#### TEXT SEGMENT:
%%
Free online bike registry

Bike Index is a free, nonprofit bicycle registration service based in Chicago, Illinois, created to help track and recover stolen bicycles in different cities or even countries. The index hopes to improve on other bicycle registries by being free, not limited to a geographical area, and having a searchable database available online for anyone trying to find and get back a stolen bicycle.

As of mid-2025, the index claims to have 1,429,000 cataloged bikes, 1,780 community partners, registered 158,775 stolen bikes, and helped recover 15,996 stolen bicycles.

== History ==
The predecessor of Bike Index was the Stolen Bike Registry, founded in 2004 by Bryan Hance. Bike Index was founded in 2013 with a Kickstarter campaign, and Stolen Bike Registry was merged into it in 2014.

In 2016, Bike Index announced integration with LeadsOnline, one of the USA's largest pawn search systems used by law enforcement officers to uncover stolen goods. According to Bryan Hance of Bike Index, "one of the first 'hits' was a bike that was stolen in Salt Lake City, Utah and pawned at a shop in Nevada — 400 miles away."

In 2017, data analysis by a student at the NYC Data Science Academy of the openly available Bike Index data showed that approximately a third of the cataloged bicycles were marked as stolen.

As of 2018, Bike Index has both national partner organizations in the US and international partner organizations across the six countries of Canada, China, India, Mozambique, New Zealand, and the United Kingdom. Bike Index claims to be the largest bike registry in the US, and the most widely used Bike Registry in the world.

== How it works ==

Users can register bikes, specify frame serial numbers, list components and any special characteristics, and upload pictures. Bike Index-affiliated organizations, such as some bike shops, can help the customer perform initial registration when they purchase a bike, and the customer can later update their registry as usual. In case of theft, a bicycle can be marked as stolen at bikeindex.org. Having all the bicycle information handy can also make it easier to file a police report. When a bicycle changes ownership, the user can also transfer the entry to the new user.
%%
#### EXTRACTED MATERIAL:
%%
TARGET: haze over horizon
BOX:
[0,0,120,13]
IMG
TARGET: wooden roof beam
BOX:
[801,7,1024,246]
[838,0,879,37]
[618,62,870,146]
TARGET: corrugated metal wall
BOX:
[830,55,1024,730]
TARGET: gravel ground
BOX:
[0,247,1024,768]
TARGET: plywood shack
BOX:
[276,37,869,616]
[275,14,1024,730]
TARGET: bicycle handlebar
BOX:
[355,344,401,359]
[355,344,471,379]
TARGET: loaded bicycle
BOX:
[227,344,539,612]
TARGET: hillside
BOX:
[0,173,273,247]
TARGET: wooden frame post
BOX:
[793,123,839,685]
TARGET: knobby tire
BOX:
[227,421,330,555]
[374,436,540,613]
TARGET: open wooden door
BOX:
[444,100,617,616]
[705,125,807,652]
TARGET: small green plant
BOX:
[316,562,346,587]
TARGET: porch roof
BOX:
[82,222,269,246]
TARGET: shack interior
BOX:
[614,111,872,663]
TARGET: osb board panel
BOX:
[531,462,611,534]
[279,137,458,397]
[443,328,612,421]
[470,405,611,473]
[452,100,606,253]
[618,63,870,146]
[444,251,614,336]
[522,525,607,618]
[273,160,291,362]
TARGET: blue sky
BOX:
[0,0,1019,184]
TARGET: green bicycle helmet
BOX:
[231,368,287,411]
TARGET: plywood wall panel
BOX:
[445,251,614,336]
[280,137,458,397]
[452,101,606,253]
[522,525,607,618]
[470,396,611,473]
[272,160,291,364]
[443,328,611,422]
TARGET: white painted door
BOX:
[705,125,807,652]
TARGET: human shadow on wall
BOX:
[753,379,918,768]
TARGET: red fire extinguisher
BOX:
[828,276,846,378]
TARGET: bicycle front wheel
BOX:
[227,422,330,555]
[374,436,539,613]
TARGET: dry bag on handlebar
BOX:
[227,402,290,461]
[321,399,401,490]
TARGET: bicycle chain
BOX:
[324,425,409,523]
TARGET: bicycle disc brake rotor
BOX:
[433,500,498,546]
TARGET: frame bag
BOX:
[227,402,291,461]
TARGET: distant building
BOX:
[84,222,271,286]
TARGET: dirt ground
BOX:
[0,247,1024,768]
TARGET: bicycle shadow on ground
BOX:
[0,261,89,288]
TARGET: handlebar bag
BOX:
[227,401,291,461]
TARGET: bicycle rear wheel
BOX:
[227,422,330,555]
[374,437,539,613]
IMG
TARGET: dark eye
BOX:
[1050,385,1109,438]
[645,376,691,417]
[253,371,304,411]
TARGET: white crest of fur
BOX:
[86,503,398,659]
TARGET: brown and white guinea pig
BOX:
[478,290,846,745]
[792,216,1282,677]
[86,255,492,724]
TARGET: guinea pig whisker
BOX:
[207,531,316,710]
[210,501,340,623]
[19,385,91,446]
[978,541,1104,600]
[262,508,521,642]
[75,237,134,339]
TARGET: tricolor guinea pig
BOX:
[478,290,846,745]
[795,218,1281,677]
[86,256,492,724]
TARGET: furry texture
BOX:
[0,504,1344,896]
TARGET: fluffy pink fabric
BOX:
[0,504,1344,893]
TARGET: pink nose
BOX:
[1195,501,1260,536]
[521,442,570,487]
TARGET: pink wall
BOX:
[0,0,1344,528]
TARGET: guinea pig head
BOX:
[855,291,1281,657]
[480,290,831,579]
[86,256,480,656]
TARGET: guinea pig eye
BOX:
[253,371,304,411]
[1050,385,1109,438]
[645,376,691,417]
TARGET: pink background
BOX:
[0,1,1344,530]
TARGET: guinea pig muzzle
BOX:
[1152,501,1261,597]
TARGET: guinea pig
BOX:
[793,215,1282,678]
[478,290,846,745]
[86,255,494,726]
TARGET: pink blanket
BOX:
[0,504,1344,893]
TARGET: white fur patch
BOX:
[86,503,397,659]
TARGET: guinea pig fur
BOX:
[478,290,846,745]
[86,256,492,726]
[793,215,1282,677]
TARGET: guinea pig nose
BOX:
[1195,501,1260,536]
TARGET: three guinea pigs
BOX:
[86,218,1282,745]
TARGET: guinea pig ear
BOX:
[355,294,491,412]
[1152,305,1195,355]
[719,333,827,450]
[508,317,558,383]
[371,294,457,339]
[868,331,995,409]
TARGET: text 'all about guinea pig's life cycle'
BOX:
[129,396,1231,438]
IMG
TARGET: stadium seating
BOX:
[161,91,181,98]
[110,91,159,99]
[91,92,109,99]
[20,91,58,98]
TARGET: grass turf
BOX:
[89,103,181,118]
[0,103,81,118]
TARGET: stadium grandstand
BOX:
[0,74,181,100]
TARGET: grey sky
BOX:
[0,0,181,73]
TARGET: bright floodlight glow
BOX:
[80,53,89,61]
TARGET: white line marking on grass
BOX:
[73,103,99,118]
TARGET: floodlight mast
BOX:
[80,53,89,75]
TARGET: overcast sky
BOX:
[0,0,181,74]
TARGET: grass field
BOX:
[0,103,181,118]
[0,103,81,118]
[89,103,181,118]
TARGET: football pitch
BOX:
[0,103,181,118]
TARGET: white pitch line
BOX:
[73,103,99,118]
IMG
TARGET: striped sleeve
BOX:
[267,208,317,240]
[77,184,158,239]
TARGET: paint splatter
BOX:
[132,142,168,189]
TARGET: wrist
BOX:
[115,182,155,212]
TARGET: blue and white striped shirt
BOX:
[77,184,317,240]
%%
#### REQUIREMENT 1:
Answer these from the Bike Index text:
(a) Who founded the Stolen Bike Registry, and in what year?
(b) Bike Index announced integration with which pawn search system in 2016?
(c) As of mid-2025, how many stolen bicycles does the index claim to have helped recover?
#### REQUIREMENT 2:
Go on with the Bike Index text, starting after its last sentence.

#### TASK RESPONSE 1:
(a) Bryan Hance, in 2004.
(b) LeadsOnline.
(c) 15,996.

#### TASK RESPONSE 2:
Bike Index also lets their users privately register serial numbers of the keys to their bike locks, which can make it easier to contact the manufacturer for a replacement key in case the original key is lost.

Both stolen and non-stolen bikes can be registered and listed. The user can choose whether their bike information should be private or public and searchable.

By default, all serial numbers and other bike information are listed publicly in the index to allow faster recovery by allowing anyone to look up the bicycle. This can be important in the early phase when a bicycle has been stolen but not reported stolen yet. If the bike has been marked as stolen at Bike Index, other Bike Index users can write the owner a message through their bike page.

=== User privacy ===
By default, no personal information about the users or email addresses is listed at Bike Index. If they like, users can create an additional personal page that includes any extra contact information they want to share, but this is not required. Users can, for any reason, choose to make their bike and serial number private and non-searchable at Bike Index. Users can choose to sign up anonymously. (Though the index does not recommend it on the grounds that the restriction only helps thieves.)

== See also ==
- National Bike Registry (Project 529), another large Bike registry based in Seattle, Washington.